*Entries*:
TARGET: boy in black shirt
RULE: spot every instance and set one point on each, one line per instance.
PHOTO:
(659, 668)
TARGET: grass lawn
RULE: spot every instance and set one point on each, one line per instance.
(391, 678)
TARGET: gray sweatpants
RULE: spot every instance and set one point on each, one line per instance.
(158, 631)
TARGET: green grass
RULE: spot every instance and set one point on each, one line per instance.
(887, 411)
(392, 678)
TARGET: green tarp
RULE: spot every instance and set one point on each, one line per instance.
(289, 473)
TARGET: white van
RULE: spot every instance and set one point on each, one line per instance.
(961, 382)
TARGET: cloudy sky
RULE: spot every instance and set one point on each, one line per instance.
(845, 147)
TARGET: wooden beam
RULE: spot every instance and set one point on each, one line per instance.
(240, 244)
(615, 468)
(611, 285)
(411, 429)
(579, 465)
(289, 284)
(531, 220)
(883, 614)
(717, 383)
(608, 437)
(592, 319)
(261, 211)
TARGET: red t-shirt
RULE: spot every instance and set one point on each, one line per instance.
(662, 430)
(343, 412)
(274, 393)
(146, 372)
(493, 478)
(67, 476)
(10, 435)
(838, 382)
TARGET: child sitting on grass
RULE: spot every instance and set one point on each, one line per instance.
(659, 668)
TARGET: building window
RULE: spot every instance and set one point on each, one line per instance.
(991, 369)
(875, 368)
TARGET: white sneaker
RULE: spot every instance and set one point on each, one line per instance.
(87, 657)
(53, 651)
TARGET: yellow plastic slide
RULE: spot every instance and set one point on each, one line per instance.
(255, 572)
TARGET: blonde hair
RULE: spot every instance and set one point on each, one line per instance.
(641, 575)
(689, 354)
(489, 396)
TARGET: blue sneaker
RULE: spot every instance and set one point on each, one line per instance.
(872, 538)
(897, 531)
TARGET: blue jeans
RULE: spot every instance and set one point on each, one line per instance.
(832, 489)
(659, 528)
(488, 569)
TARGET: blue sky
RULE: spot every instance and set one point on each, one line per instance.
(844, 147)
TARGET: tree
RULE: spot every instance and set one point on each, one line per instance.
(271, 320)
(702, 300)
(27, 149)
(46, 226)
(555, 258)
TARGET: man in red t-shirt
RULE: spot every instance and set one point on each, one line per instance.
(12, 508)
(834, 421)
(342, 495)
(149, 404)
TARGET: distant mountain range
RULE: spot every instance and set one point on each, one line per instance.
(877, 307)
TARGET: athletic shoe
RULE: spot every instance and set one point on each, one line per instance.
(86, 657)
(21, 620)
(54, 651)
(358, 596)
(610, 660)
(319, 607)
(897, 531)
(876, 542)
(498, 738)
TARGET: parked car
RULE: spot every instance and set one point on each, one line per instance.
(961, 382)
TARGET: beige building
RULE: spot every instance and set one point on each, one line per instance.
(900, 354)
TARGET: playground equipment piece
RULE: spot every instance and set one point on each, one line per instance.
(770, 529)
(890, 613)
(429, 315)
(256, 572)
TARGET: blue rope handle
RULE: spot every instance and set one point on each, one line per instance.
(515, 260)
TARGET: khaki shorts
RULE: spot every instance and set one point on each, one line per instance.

*Direction*: Please output the entire listing exactly as it stands.

*Correct result*:
TARGET: boy in black shirt
RULE: spot every instance and set one point on each, one line per instance.
PHOTO:
(659, 668)
TARGET: grass lawn
RULE: spot every instance and set one point on each, one line per instance.
(391, 678)
TARGET: gray sweatpants
RULE: spot every instance and set one point on each, one line per instance.
(158, 631)
TARGET: green grass
RULE: spot every instance and set one point on each, one line per instance.
(887, 411)
(392, 678)
TARGET: green tarp
RULE: spot every instance and set one point on each, one line per instance.
(289, 473)
TARGET: white van
RULE: spot every instance and set one point on each, one line per instance.
(961, 382)
TARGET: cloudy sky
RULE: spot every instance and set one point on each, one line per instance.
(845, 147)
TARGET: wooden beam
RULE: spot every instance and set one point on each, one line per instance.
(240, 244)
(615, 468)
(611, 285)
(411, 429)
(579, 465)
(289, 284)
(531, 220)
(883, 614)
(717, 383)
(608, 437)
(592, 319)
(261, 211)
TARGET: red t-shirt
RULE: spot every instance and set one point on each, one line per instance.
(662, 430)
(343, 412)
(274, 393)
(146, 372)
(493, 478)
(67, 476)
(10, 435)
(838, 382)
TARGET: child sitting on grass
RULE: spot every instance and set one point on each, one line per instance.
(659, 668)
TARGET: building window
RULE: spot every instance and set one point on each, one line per instance.
(991, 369)
(875, 368)
TARGET: white sneaker
RULE: spot every instance and set one point on each, one line per instance.
(87, 657)
(53, 651)
TARGET: yellow plastic slide
RULE: spot every instance and set one point on each, one line per instance.
(255, 572)
TARGET: blonde hair
RULE: spot every instance and set one point on each, one line per instance.
(641, 575)
(689, 354)
(489, 396)
TARGET: blue sneaker
RULE: spot every instance and set one point on each, one line per instance.
(872, 538)
(897, 531)
TARGET: blue jeans
RULE: spot every instance and set one point on each, one line per instance.
(832, 489)
(659, 528)
(488, 569)
TARGET: blue sky
RULE: spot every instance and set one point on each, one line per instance.
(844, 147)
TARGET: tree
RULE: spot every instance and set one point on each, one line per instance.
(271, 320)
(702, 300)
(27, 149)
(46, 226)
(555, 258)
TARGET: man in red t-shirt
RULE: spot every instance and set one point on each, one line per instance.
(12, 508)
(834, 421)
(342, 495)
(149, 404)
TARGET: distant mountain range
RULE: spot every instance and set one point on each, one line per instance.
(877, 307)
TARGET: athletic shoe
RULE: spot every instance and set one point on each, one line per instance.
(86, 657)
(21, 620)
(54, 651)
(358, 596)
(610, 660)
(319, 607)
(897, 531)
(876, 542)
(498, 738)
TARGET: parked car
RULE: spot every instance and set one point on each, one line per instance.
(961, 382)
TARGET: beige building
RULE: spot every instance and set one point on each, one line per instance.
(900, 354)
TARGET: playground equipment piece
RULE: spot every instance and set one point on each, one line per instance.
(770, 529)
(890, 613)
(429, 315)
(256, 572)
TARGET: blue rope handle
RULE: spot every instance and set one point on each, one line per instance.
(515, 260)
TARGET: khaki shorts
RULE: spot every instance and set one point on each, one line per instance.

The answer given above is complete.